Unsupported claim: Most projects don't configure their compiler warning flags properly. Warnings are not enough for mission-critical--has to be hard compile-time error.
Counterpoint: Per https://devblogs.microsoft.com/cppblog/broken-warnings-theory/, in Microsoft's Visual Studio Diagnostics Improvements Survey, 15% of 270 respondents indicated they build their code with /Wall /WX indicating they have a zero tolerance for any warnings. Another 12% indicated they build with /Wall. Another 30% build with /W4. These were disjoint groups that altogether make 57% of users that have stricter requirements to code than the default of Visual Studio IDE (/W3). Thus, there is a majority of users that definitely configures their warning flags, and likely there are more that simply left the flags at the default after determining that the default satisfied their needs. If this is not the case, it is easy enough to make it mandatory for at least one compiler warning level flag to be specified. The NASA/JPL rules specify to enable all warnings.

Unsupported claim: Guaranteeing all possibilities are handled is not something a general purpose language can handle. We'd have some sort of type system capable of expressing everything. This in turn would require some form of advanced dependent type checking, but such a type system would likely be far too complex to use to be practical. You'll only get 5 users, 4 of which work on proof assistants at INRIA.
Counterpoint: Ada is/was a general-purpose language, and Spark is a conservative extension of Ada that adds high-assurance capabilities without changing the underlying language. Many practical projects have been implemented with Ada and with Ada/Spark. And adding a basic analysis that determines what exceptions a function can throw and whether these are all handled is easy (it is just Java's checked exception system).

--- Data supplied ---
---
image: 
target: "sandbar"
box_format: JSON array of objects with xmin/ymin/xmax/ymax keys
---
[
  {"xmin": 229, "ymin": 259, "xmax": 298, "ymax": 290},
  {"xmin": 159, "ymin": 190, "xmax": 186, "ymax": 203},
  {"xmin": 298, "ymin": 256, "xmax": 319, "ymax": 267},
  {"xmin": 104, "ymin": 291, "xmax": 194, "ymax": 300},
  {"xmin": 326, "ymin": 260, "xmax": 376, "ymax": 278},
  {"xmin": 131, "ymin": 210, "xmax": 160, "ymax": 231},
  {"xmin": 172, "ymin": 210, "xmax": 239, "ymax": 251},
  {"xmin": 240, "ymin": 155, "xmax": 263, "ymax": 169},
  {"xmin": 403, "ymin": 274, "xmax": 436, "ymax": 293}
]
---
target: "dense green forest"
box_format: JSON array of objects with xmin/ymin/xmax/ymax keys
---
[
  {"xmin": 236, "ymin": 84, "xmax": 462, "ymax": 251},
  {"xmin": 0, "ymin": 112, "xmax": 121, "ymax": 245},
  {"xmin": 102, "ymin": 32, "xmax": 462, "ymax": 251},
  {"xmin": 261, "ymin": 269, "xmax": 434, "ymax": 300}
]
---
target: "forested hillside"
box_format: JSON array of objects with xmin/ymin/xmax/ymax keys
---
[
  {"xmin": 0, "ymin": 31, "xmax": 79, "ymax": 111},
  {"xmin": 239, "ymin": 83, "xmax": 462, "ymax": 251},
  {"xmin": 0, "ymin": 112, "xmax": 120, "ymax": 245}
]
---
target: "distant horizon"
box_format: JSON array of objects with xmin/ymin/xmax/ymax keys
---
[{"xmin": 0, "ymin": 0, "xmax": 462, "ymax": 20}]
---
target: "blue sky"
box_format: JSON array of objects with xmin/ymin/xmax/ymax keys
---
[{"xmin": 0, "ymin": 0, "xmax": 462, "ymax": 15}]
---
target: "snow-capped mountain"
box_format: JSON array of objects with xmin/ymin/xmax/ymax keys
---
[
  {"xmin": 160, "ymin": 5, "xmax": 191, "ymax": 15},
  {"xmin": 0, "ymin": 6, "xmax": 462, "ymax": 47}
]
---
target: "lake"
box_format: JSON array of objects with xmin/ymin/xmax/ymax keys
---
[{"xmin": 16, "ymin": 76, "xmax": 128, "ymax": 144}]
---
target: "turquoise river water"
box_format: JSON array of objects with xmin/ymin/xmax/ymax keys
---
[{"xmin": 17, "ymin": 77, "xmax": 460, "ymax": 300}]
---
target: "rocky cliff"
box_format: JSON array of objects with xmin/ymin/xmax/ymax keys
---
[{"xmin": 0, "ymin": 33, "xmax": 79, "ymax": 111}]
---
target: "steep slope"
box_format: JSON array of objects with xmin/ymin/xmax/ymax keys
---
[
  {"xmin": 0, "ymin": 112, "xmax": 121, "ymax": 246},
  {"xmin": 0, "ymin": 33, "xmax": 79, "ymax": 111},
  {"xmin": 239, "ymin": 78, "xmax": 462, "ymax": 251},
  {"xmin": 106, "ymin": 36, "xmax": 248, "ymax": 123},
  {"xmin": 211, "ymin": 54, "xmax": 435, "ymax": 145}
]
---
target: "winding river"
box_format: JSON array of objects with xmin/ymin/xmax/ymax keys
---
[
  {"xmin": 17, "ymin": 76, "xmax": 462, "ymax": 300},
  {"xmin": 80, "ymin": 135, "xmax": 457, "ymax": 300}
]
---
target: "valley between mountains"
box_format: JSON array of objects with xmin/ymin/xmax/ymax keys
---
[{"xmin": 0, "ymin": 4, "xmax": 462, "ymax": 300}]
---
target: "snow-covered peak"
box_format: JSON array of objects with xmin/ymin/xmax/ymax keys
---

--- Exercise requirements ---
1. In the passage on compiler warnings, why does the counterpoint conclude that a majority of users configure their warning flags? Answer in one to three sentences.
2. Duplicate the part of the passage on compiler warnings that opens with the words containing "Unsupported claim: Most" and closes with "hard compile-time error.".
3. Finish out the next part of the passage on compiler warnings, picking up after its last sentence.

--- Task responses ---
1. In the survey, 15% of respondents build with /Wall /WX, 12% with /Wall and 30% with /W4. These disjoint groups total 57%, and all are stricter than the Visual Studio default of /W3, so more than half of the users definitely configure their warning flags.

2.
Unsupported claim: Most projects don't configure their compiler warning flags properly. Warnings are not enough for mission-critical--has to be hard compile-time error.

3.
Unsupported claim: "Yorick's shitty law of error handling": Mixing guaranteed handling and abort-on-error into the same language is likely to result in users picking the wrong approach every time, and a generally confusing mess. You can't make an error handling mechanism that fits 100% of the use cases, rather you can either target the first 90%, or the remaining 10%, with the latter requiring an increasingly difficult approach the more of that chunk you want to cover
Counterpoint: This is exactly what Java did with its checked and unchecked exceptions, and nobody was confused. Annoyed, yes (at the dichotomy), but not confused. And in my approach there is actually not a checked/unchecked distinction - it is only the function signature that controls whether an exception is checked, so it is even less likely to result in confusion or annoyance. Don't want to bother with checked exceptions? Don't mention them in the function signature.

Unsupported claim: From the point of view of the code that says throw, everything is a panic.
Counterpoint: There are actually several ways to handle an exception (traditional exception, assertion failure, sys.exit call, etc.):

  • warn: compile time error/warning
  • error: crash the program (exit, infinite loop, throw exception)
  • lint: log failure and keep going (banned at Bloomberg)
  • allow: (in release mode) keep going as though the throw call never existed

Supported claim: Java checked exceptions have issues https://testing.googleblog.com/2009/09/checked-exceptions-i-love-you-but-you.html
Counterpoint: The issues are (1) long throws clauses (2) exception-swallowing traps that rethrow as an unchecked exception (3) unreachable exceptions. Exception sets solve the issues of long throws clauses - Java was trying to do that with the inheritance hierarchy but I think being able to have overlapping, customizable sets of exceptions will make a huge difference in usability. Allowing type signatures to skip over exceptions (similar to unchecked exceptions) avoids the need for exception swallowing. For unreachable exceptions there is a specific pragma for the compiler that an exception is unreachable and to not emit any warnings about it.